**To be done**
Transcribe each of the records below exactly as it appears, line for line, without altering any wording or punctuation.

[Stored records]
== == ==
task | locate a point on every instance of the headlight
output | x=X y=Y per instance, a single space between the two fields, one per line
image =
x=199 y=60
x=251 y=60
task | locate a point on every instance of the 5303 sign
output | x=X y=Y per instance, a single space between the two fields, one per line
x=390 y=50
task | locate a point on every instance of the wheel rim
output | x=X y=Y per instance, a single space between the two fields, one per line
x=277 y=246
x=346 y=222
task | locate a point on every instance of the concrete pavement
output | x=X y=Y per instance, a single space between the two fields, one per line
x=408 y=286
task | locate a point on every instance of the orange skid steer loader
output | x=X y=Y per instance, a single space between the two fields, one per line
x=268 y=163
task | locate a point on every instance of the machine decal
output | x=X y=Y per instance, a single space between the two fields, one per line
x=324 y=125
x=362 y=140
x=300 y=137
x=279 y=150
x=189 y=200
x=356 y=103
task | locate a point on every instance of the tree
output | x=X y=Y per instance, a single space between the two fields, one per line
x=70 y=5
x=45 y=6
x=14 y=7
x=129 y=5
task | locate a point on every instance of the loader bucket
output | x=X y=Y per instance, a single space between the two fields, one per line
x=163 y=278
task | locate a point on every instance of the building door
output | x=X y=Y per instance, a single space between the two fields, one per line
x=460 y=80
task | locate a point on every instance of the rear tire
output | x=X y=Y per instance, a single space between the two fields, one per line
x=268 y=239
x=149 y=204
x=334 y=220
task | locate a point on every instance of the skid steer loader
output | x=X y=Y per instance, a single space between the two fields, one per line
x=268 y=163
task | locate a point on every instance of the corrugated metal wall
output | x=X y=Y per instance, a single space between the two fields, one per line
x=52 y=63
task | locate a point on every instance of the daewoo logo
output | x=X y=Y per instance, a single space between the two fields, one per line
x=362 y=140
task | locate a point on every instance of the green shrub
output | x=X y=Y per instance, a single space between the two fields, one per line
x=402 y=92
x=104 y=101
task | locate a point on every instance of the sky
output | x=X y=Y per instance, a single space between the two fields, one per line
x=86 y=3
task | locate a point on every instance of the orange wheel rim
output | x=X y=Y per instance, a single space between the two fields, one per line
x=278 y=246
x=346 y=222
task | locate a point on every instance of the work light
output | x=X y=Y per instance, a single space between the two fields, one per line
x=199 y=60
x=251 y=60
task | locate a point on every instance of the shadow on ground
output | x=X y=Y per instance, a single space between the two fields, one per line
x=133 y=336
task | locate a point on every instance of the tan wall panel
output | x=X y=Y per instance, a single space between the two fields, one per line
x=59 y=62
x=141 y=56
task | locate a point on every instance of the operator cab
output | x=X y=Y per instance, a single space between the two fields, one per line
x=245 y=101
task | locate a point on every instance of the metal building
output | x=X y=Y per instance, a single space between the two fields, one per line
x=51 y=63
== == ==
**Exercise result**
task | locate a point on every instance of the headlight
output | x=X y=Y per instance, a single space between the two fields, one per line
image =
x=199 y=60
x=251 y=60
task | locate a point on every instance of the 5303 sign
output | x=X y=Y per instance, a single space between the two fields, one per line
x=390 y=50
task | locate a point on every instance of the wheel rim
output | x=X y=Y per instance, a single space between the two fields, one per line
x=277 y=246
x=346 y=222
task | locate a point on every instance of the concrete pavement
output | x=X y=Y per instance, a single space between the two fields, one per line
x=408 y=286
task | locate a point on every instance of the orange skid steer loader
output | x=X y=Y per instance, a single space between the two fields, one per line
x=268 y=163
task | locate a point on every instance of the machine decal
output | x=X y=Y per instance, a single space between the two fields, one per line
x=324 y=125
x=362 y=140
x=300 y=137
x=279 y=150
x=189 y=200
x=356 y=103
task | locate a point on every instance of the tree
output | x=X y=Y per instance, a single space between the two fields, one per line
x=70 y=5
x=45 y=6
x=14 y=7
x=129 y=5
task | locate a point on every instance of the loader bucket
output | x=X y=Y per instance, a single space between the two fields, one per line
x=163 y=278
task | locate a point on every instance of the building door
output | x=X y=Y per instance, a single space between the two fields, one per line
x=460 y=80
task | locate a point on every instance of the rear tire
output | x=X y=Y per instance, a single space between the two fields, one per line
x=268 y=239
x=149 y=204
x=334 y=220
task | locate a point on every instance of the skid steer loader
output | x=X y=Y per instance, a single space between the two fields, one per line
x=268 y=163
task | locate a point on every instance of the corrugated metal wall
output | x=X y=Y per instance, a single space between the two fields, one per line
x=52 y=63
task | locate a point on every instance of the daewoo logo
output | x=X y=Y per instance, a single space between the two fields, one per line
x=362 y=140
task | locate a point on every instance of the green shrub
output | x=X y=Y per instance, a single space between the two fields, one per line
x=402 y=92
x=104 y=101
task | locate a point on every instance of the sky
output | x=X y=Y per instance, a single space between the two fields, one per line
x=86 y=3
task | locate a point on every instance of the orange wheel rim
output | x=X y=Y per instance, a single space between the two fields, one per line
x=278 y=246
x=346 y=222
task | locate a point on every instance of the work light
output | x=X y=Y per instance, a single space between the two fields, one per line
x=199 y=60
x=251 y=60
task | locate a point on every instance of the shadow on ground
output | x=X y=Y per instance, a single space between the two fields, one per line
x=133 y=336
task | locate a point on every instance of the tan wall panel
output | x=X y=Y per instance, a single space between the two fields, one per line
x=59 y=62
x=141 y=56
task | locate a point on every instance of the operator cab
output | x=X y=Y per instance, a single space between the two fields, one per line
x=245 y=101
task | locate a point on every instance of the metal building
output | x=X y=Y per instance, a single space between the two fields, one per line
x=51 y=63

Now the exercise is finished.